→ 課題
(a) 競歩選手へのインタビューのうち、「中島 授業がなければずっと寝」で始まり「島の古風な街並みが好きです。」で終わる部分を、一字一句変えずにもう一度示しなさい。
(b) 競歩選手へのインタビューを、最後の文の後から続けて書きなさい。

→ 本文抜粋
================================
中島 真美加先輩は、最初は私がダメダメ過ぎていろいろ指導してもらっていました。完璧な先輩というイメージがありましたが、途中から人間らしいというか、おもしろい一面が見られて優しい先輩だなと思います。大好きな先輩です。これからもよろしくお願いします。

藤田 広瀬夏希さんは、競技者としては何事もそつなくこなしてしまう感じです。私生活ではおもしろいです。いつもたくさん笑わせてもらっています。

広瀬 中島橙子さんは、私生活ではエピソードを掘れば掘るほどおもしろい人です。いつも笑わせてもらっています。競技者としてはストイックで見習っていきたいところばかりです。

ーーオフの日はどのように過ごしていますか

中島 授業がなければずっと寝ていたいのですが、最近はあるのでしっかり起きています。授業が終わって家に帰ってからは、一人でピアノを弾いたり、ジグソーパズルをやったり、絵を描いたりしています。一人でできることを夜までやって過ごすことが多いです。集中力がつきます。

藤田 私も毎日の練習で疲れてしまうので、ゆっくり過ごすことが多いです。たくさん寝た後は、終わっていない作業などを片づけます。すると一日が終わってしまいます。基本買い出しなどもオフの日に済ませます。

広瀬 私も一人でいるとだらだら寝てしまいます。でも、それだともったいないなと感じるのでなるべく外に出るようにしています。友達とおいしいものを食べに行くことが多いです。

ーー今まで行った遠征先で最もお気に入りの場所を教えてください

中島 高2の時インターハイ(全国高等学校対校選手権)で行った、徳島の直売所が凄く好きです。玉ねぎステーキがおいしくて、大会中だと言ったらサービスしてもらえました。直売所のおばあちゃんもかわいくて大好きです(笑)。

藤田 2カ所挙げてしまうのですが、まず神戸です。毎年日本選手権の会場になっています。私の祖母の家が兵庫県にあるので試合の帰りに寄っていきます。もう1カ所が、競歩の聖地である石川県の輪島です。輪島の古風な街並みが好きです。

広瀬 私も石川県の輪島が一番のお気に入りです。歴史ある街並みの中を歩けるレースコースが好きですね。地元の方もたくさん応援してくださって嬉しいです。

ーー競歩勢で外出することはありますか

一同 それがなかなか無くて(笑)。

藤田 ここ2人(藤田と広瀬)が一緒に出かけたのも、1年以上前に1度だけです。住んでいる場所もそれぞれ違うし、授業もあるのでなかなか予定が合いません。早稲田のグラウンドで交流が完結してしまいますね。

中島 どこか遊びに行きたいです(笑)。

藤田、広瀬 はーい(笑)。

ーー競技面で、お互いに刺激になる点はどのようなところですか

中島 先輩方の歩き方を見て、自分の歩きとどこが違うのかを考えています。いいところ同士を集めて自分の競技に生かせるところが刺激になっています。

藤田 日頃の練習結果や試合結果を見ると、やはり皆強いなと感じます。私も負けていられないなと思い、刺激をもらっています。
================================
→ データ一覧
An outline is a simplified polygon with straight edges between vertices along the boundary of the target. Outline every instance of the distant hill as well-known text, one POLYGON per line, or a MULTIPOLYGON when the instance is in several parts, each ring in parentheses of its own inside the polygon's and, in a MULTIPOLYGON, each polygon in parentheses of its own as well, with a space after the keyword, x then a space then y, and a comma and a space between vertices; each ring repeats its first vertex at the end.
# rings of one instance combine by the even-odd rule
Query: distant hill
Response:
================================
→ 解答
(a)
中島 授業がなければずっと寝ていたいのですが、最近はあるのでしっかり起きています。授業が終わって家に帰ってからは、一人でピアノを弾いたり、ジグソーパズルをやったり、絵を描いたりしています。一人でできることを夜までやって過ごすことが多いです。集中力がつきます。

藤田 私も毎日の練習で疲れてしまうので、ゆっくり過ごすことが多いです。たくさん寝た後は、終わっていない作業などを片づけます。すると一日が終わってしまいます。基本買い出しなどもオフの日に済ませます。

広瀬 私も一人でいるとだらだら寝てしまいます。でも、それだともったいないなと感じるのでなるべく外に出るようにしています。友達とおいしいものを食べに行くことが多いです。

ーー今まで行った遠征先で最もお気に入りの場所を教えてください

中島 高2の時インターハイ(全国高等学校対校選手権)で行った、徳島の直売所が凄く好きです。玉ねぎステーキがおいしくて、大会中だと言ったらサービスしてもらえました。直売所のおばあちゃんもかわいくて大好きです(笑)。

藤田 2カ所挙げてしまうのですが、まず神戸です。毎年日本選手権の会場になっています。私の祖母の家が兵庫県にあるので試合の帰りに寄っていきます。もう1カ所が、競歩の聖地である石川県の輪島です。輪島の古風な街並みが好きです。

(b)
広瀬 日頃の練習タイムや練習メニューが共有されるので、それを見て参考にします。一緒に練習できるときは、フォームなどのいいところを自分の中に取り入れられる点が刺激になって良いです。

ーーシーズンイン前に立てた今季の目標を教えてください

中島 私は一つ一つの試合に対して目標を立てるタイプなので、大きなシーズン目標は立てていません。試合ごとに振り返って、次回の試合を目指しています。ただ、今年はもう少し大きな目標を立てて過ごしたいなと思ってはいます。

藤田 最低限の目標と最高の目標をそれぞれ決めるようになりました。競歩勢として結果を残すべきはインカレとロードの主要大会だと思っています。そこで最低入賞、最高で優勝もしくは3位以内などと目標を立てています。私個人では高校の時のベストをなかなか超えられなかったので、最低限そこを超えることです。早稲田記録も狙っていきたいです。

広瀬 私は昨年の日本インカレと関東インカレで入賞ギリギリだったので、今年はそれぞれの大会でそれ以上の結果を残したいです。ロードの大きい大会でもしっかりと結果を残すことを目標としています。タイムの面では44分台をめざして取り組んでいます。

ーー広瀬選手と中島選手は2月に日本選手権20キロ競歩に出場されました。振り返っていかがですか

中島 私は初めての20キロでした。知らないからこそ、自分がどこまで行けるのかを試してみようという挑戦心をもって臨みました。リラックスして歩けましたし、想像よりもいいタイムだったという感想です。ただ、15キロ過ぎから疲労感や体への負荷が一気にきたことに対応しきれてはいなかったと思います。2年目はそれを踏まえて練習し、いい結果が残せるようにしたいと思います。

広瀬 私は2回目の20キロでした。昨年は結構つらかったので、今年は後半までしっかり力を残して後半ペースを上げようと思っていました。ただ、試合前に足を痛めてしまったので10キロあたりから足にガタがきていました。タイムもあげられないまま終わってしまったという印象です。手ごたえもあまりなく、昨年のタイムも更新できなかったので悔しいです。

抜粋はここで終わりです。